- WORK ITEM -
Run through the data and copy out every line that mentions the word "sign".

- EXERCISE DATA -
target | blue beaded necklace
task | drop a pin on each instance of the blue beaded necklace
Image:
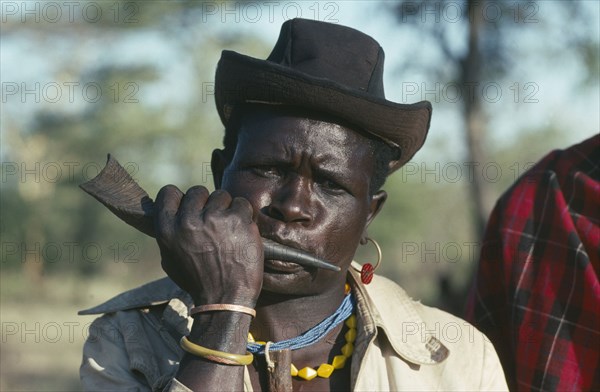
(314, 334)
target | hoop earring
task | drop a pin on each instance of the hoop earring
(367, 270)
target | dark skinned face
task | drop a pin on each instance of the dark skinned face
(308, 182)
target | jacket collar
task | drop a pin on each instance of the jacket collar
(382, 305)
(385, 306)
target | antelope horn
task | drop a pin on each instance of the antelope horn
(115, 188)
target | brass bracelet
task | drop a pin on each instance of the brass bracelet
(214, 355)
(218, 307)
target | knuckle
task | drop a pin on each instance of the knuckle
(198, 190)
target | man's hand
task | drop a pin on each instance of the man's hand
(210, 245)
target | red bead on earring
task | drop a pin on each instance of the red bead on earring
(366, 273)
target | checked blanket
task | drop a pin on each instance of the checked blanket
(536, 293)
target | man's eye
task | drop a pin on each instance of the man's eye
(331, 186)
(267, 171)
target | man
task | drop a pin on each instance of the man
(309, 141)
(537, 293)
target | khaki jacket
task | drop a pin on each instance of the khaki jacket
(400, 345)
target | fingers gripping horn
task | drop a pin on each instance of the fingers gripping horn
(119, 192)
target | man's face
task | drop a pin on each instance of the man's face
(308, 181)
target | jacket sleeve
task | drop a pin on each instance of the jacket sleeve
(106, 364)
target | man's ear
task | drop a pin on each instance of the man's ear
(218, 163)
(377, 202)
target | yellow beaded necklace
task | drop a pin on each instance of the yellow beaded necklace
(326, 369)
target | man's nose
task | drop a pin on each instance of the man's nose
(292, 202)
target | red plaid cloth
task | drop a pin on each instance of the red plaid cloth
(536, 294)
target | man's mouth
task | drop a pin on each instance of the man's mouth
(278, 266)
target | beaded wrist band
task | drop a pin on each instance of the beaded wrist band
(219, 307)
(214, 355)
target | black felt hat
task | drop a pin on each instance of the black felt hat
(330, 68)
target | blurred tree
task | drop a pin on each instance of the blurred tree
(126, 105)
(475, 41)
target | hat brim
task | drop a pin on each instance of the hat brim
(242, 79)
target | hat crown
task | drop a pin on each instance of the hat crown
(337, 53)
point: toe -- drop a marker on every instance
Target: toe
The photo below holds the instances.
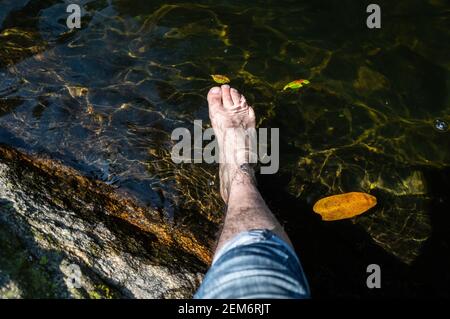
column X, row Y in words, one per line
column 214, row 99
column 226, row 97
column 251, row 120
column 235, row 96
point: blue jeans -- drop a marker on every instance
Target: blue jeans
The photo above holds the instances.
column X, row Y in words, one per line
column 255, row 264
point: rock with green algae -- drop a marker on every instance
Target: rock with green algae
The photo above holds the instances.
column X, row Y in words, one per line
column 115, row 257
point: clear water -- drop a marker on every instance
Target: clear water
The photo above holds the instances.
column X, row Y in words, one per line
column 105, row 98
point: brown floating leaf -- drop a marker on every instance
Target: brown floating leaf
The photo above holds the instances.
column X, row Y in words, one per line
column 221, row 79
column 343, row 206
column 295, row 85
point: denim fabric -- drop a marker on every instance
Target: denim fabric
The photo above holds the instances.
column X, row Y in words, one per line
column 255, row 264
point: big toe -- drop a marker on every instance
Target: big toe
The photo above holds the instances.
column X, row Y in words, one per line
column 226, row 97
column 214, row 100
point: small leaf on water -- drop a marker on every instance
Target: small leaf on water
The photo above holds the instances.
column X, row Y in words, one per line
column 295, row 85
column 343, row 206
column 221, row 79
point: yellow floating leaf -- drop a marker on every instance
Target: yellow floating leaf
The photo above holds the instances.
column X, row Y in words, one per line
column 295, row 85
column 343, row 206
column 221, row 79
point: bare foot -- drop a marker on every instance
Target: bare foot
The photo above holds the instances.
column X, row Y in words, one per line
column 230, row 117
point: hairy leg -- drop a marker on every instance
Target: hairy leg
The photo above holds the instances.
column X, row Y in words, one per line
column 246, row 209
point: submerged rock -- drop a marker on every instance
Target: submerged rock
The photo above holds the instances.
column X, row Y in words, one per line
column 61, row 220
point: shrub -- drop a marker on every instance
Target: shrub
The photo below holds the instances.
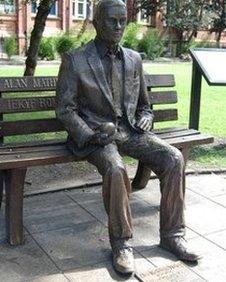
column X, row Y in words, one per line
column 151, row 44
column 130, row 37
column 10, row 46
column 65, row 43
column 47, row 48
column 197, row 44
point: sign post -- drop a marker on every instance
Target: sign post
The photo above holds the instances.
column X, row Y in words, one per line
column 208, row 63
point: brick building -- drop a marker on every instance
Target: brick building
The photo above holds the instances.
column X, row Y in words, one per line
column 17, row 18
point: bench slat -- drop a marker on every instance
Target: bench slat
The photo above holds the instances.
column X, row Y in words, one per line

- TASK OUTPUT -
point: sign post -- drop a marker on every instance
Target: sign post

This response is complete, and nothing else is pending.